— START Passage —

We confirmed that it was, indeed, a very unusual event for cows to attack, especially if they had no calves.

Maybe it was the wind that disturbed them,” we agreed.

Evidently deciding to call it a day, they trotted off merrily ahead of us in the direction of Settle.

Hmm,” I said to Walter. “Hearty English!”

As the rain cleared off, the wind dropped and the blue patches of sky began to appear, our jubilant mood spread itself out over the whole landscape. The path down to Settle is beautiful and now felt familiar. You can see the towers of the old textile mill at Langcliff as you turn down to the left along the hills. The limestone cliffs on the hills over the town loom to the left after a quarter of a mile or so and the whole town stretches to your right in its bed in the valley, limestone quarries guarding its flanks.

The green of the fields around you and the misty colors of the distant fells and dales is such a satisfying background to a walk that you feel you could just go on that way forever, thinking of nothing and then thinking of something for a bit, tossing it around, following it in its several directions and then releasing it into the fresh air–being captivated by some form, some color, some particular grace of motion, some particular beauty of light while all else disappears.

I am happy when I walk, even when I’m not happy.

dav

 

 

 

The Moorcock Sheep Show

The day had arrived for the Moorcock Sheep Show. The weather was remarkably pleasant. No sign of rain. The air actually felt warm. Tee-shirt weather. Not the norm here evidently, even in summer.

We came to live here in the Yorkshire Dales for a couple of months in the way that much happens for us—through the opening of an unexpected door. We are in a time in our lives when we can wander. So here we are, in a little hamlet without a car, in a cozy little stone house lent to us by friends, dependent on the grace of delivered groceries and on the obscure Settle-Carlisle Train Line that runs by the cottages to get to a town or village of any size at all.

As is always required, we’re tuning ourselves to the circumstances. Harmonizing. Soaking in what is present–the character of the people, the fauna and flora, the beauty of spreading hills and valleys, the geology, the air. The grace of living here is that we are able to explore the Dales endlessly by foot and to chose our moments. As one walker on holiday (one of many walking and walking, day after day, all vacation long) said to me, “It’s cheating. You can wait till the rain lets up and then start your walk!” So, when we’re not writing or reading or making a foray into one of the towns up and down the line, we do.

Although it is just down the A684 about two and a half miles from the Railway Cottages by car, it would take us over an hour to walk to the show on the footpaths over the fells up above the road, but the walk would be so much more pleasant. We congratulated each other on our decision as we hiked with our daypacks over the stone bridge behind the pub, past the small river Eden with its waterfalls, hearing in the distance the continuing whine of the racing weekend motorcycles as they careened down the stretches of the highway below us.

After a very pleasant three-or-so mile walk, losing the path from time to time through the bigger fields and finding it again to climb the varied stiles in the dry stone walls, we arrived at Moss Beck and walked the steep tree-lined lane up to the fields where the show takes place, stopping to gather some plump rose hips along the way.

— END Passage —

## [Prompt 1]
Return each line of the listing that contains the string "background". Case counts.
The text and the listing come from unrelated sources.

— START Data for this task —

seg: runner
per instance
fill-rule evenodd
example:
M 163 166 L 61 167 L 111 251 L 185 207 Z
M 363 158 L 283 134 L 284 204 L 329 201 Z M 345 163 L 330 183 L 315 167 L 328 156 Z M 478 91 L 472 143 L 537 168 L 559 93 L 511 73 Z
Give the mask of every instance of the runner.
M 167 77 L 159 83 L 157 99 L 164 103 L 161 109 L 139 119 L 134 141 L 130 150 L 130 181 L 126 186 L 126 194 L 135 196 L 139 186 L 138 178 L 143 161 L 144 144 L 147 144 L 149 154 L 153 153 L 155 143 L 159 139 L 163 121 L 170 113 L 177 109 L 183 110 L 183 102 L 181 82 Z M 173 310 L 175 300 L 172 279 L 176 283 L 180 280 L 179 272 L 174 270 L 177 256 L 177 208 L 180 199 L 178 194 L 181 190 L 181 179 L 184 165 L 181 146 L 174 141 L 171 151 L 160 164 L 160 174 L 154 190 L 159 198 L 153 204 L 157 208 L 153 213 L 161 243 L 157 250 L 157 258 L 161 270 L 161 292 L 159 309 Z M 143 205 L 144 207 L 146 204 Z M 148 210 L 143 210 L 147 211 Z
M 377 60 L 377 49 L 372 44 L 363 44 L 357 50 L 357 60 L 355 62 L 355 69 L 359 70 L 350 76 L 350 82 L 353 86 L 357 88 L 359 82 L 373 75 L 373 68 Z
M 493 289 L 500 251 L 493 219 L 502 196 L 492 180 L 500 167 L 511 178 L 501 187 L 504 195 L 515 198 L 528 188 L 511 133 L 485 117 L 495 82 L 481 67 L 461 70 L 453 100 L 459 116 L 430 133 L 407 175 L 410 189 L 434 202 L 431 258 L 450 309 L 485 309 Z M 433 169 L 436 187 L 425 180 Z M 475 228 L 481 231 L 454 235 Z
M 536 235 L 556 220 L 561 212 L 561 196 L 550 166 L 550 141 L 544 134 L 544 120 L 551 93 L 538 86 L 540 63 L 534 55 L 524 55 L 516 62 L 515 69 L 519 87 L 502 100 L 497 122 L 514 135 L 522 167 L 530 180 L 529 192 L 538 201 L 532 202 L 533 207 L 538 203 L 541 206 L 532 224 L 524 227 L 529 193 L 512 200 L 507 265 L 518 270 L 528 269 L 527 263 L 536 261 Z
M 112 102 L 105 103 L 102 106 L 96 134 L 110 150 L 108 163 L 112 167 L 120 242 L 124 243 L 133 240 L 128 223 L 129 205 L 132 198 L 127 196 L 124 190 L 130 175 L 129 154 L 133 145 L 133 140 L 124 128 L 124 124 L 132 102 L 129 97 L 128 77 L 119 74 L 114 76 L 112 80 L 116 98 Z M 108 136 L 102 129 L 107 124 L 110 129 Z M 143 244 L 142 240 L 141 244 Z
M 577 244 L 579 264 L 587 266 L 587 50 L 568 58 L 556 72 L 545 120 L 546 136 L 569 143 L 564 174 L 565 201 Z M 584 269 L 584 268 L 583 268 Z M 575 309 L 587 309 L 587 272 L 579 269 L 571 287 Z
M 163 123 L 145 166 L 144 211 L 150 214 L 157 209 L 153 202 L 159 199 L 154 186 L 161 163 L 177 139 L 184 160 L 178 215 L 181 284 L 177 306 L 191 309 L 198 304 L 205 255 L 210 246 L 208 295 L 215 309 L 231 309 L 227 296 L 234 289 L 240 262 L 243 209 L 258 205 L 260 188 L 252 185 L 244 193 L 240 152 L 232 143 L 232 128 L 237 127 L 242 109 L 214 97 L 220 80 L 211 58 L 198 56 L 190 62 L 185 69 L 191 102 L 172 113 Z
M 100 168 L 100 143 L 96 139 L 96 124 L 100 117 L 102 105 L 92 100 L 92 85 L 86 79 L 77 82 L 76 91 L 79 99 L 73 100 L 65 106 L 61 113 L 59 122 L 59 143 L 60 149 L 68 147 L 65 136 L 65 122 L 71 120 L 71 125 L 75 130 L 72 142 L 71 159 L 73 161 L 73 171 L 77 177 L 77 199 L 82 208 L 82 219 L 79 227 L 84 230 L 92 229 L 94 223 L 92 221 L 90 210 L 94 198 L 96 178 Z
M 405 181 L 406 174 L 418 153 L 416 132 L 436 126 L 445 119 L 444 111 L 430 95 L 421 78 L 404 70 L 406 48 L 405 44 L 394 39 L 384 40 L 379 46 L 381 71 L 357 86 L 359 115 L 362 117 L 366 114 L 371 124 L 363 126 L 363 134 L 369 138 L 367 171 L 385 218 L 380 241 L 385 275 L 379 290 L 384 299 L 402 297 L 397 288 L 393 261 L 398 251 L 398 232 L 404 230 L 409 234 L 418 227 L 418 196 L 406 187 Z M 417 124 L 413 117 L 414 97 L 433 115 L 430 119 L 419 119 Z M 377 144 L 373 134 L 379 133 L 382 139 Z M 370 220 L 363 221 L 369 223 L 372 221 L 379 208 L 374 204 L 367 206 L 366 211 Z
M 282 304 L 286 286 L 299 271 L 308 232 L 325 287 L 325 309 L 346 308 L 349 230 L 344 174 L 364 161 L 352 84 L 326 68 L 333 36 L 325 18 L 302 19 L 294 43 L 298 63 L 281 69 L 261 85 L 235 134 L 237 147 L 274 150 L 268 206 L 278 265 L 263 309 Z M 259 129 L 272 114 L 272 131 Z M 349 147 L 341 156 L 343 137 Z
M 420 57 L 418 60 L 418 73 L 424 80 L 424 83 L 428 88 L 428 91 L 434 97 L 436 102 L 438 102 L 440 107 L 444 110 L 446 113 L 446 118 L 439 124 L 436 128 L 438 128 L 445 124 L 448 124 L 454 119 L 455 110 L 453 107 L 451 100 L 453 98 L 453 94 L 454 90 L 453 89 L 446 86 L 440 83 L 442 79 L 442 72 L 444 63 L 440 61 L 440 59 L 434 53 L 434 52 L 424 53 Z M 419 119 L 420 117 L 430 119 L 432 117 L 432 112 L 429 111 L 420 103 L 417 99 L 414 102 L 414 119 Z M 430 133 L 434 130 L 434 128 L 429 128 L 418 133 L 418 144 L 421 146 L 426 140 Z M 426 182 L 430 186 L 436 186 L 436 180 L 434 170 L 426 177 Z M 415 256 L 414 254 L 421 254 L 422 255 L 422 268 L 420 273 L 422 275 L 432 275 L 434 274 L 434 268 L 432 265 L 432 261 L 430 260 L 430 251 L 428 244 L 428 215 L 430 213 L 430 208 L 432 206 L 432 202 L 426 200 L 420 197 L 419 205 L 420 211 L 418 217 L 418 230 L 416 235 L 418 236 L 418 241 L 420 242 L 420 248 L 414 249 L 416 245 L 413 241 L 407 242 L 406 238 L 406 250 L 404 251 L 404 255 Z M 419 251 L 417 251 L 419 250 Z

— END Data for this task —
— START Data for this task —

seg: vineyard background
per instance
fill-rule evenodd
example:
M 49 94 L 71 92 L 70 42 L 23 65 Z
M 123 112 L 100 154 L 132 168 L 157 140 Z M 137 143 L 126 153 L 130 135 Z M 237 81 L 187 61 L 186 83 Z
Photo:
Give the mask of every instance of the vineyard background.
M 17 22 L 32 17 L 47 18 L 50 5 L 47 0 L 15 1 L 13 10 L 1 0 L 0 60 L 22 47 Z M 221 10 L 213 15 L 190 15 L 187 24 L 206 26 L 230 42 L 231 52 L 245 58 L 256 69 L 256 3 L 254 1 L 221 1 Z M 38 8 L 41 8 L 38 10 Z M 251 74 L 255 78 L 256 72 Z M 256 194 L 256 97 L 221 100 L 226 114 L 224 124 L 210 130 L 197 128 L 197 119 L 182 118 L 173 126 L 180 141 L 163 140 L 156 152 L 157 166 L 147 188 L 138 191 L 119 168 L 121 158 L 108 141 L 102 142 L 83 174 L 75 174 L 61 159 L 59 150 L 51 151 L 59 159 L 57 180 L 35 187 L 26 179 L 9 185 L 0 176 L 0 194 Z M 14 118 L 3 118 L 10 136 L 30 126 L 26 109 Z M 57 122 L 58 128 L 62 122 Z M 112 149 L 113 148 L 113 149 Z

— END Data for this task —
— START Data for this task —

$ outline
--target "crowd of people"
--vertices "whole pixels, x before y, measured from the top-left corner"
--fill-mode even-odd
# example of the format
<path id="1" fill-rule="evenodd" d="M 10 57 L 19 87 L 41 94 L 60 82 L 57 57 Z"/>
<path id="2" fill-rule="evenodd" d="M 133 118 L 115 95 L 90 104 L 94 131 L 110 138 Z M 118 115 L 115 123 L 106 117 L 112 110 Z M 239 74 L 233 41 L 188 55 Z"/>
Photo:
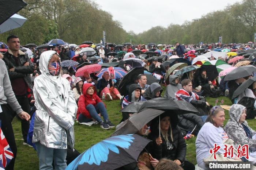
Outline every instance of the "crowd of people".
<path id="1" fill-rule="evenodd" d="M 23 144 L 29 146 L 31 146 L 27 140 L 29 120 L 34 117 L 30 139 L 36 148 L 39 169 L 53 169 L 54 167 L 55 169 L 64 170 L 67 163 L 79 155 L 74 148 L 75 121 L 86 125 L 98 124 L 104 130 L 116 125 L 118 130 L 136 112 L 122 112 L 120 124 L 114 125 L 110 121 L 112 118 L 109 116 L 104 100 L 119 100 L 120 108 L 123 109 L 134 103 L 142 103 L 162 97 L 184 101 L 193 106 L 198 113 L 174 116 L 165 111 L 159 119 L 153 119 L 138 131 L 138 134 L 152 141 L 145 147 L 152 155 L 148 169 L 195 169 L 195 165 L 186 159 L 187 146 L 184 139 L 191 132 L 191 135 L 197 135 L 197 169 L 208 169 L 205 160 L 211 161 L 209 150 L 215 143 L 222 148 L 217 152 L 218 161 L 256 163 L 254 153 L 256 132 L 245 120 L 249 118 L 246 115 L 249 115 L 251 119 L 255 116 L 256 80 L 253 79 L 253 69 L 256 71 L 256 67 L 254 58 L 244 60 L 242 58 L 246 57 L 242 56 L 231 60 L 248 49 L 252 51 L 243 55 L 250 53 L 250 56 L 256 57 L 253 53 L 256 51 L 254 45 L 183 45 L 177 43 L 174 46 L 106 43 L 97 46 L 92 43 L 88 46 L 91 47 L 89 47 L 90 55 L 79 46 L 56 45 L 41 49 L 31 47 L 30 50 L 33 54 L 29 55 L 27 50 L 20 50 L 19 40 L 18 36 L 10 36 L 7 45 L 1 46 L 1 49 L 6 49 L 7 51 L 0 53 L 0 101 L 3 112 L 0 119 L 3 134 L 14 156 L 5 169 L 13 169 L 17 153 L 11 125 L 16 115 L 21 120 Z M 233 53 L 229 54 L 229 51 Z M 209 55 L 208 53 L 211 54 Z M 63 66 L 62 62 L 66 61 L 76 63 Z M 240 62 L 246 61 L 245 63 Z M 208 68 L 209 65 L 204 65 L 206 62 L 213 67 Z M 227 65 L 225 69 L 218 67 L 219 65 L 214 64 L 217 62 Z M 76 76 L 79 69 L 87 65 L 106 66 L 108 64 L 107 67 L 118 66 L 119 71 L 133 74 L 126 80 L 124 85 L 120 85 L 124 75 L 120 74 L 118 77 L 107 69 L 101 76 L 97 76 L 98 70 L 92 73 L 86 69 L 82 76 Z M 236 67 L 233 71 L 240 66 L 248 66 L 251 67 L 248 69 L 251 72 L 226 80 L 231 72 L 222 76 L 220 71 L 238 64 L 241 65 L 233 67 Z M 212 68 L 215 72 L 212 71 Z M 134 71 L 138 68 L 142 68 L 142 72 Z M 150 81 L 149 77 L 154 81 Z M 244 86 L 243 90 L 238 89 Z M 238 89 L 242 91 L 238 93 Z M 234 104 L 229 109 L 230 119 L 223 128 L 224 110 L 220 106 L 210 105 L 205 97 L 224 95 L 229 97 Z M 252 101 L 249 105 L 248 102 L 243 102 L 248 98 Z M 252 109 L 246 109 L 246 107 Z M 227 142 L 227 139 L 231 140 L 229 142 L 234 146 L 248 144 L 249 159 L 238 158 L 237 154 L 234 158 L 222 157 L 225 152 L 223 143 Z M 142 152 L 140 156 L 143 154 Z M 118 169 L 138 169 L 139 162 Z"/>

— END Data for this task —

## [Prompt 2]
Answer these questions about the Dales walking passage:
(a) What can be seen at Langcliff as you turn down to the left along the hills?
(b) Along which road does the Moorcock Sheep Show lie from the Railway Cottages, and about how far away is it?
(c) What did the walkers gather on the lane up to the show fields?

## [Correct response 1]
seg: vineyard background
Give the mask of every instance of the vineyard background.

## [Correct response 2]
(a) The towers of the old textile mill.
(b) The A684, about two and a half miles by car.
(c) Plump rose hips.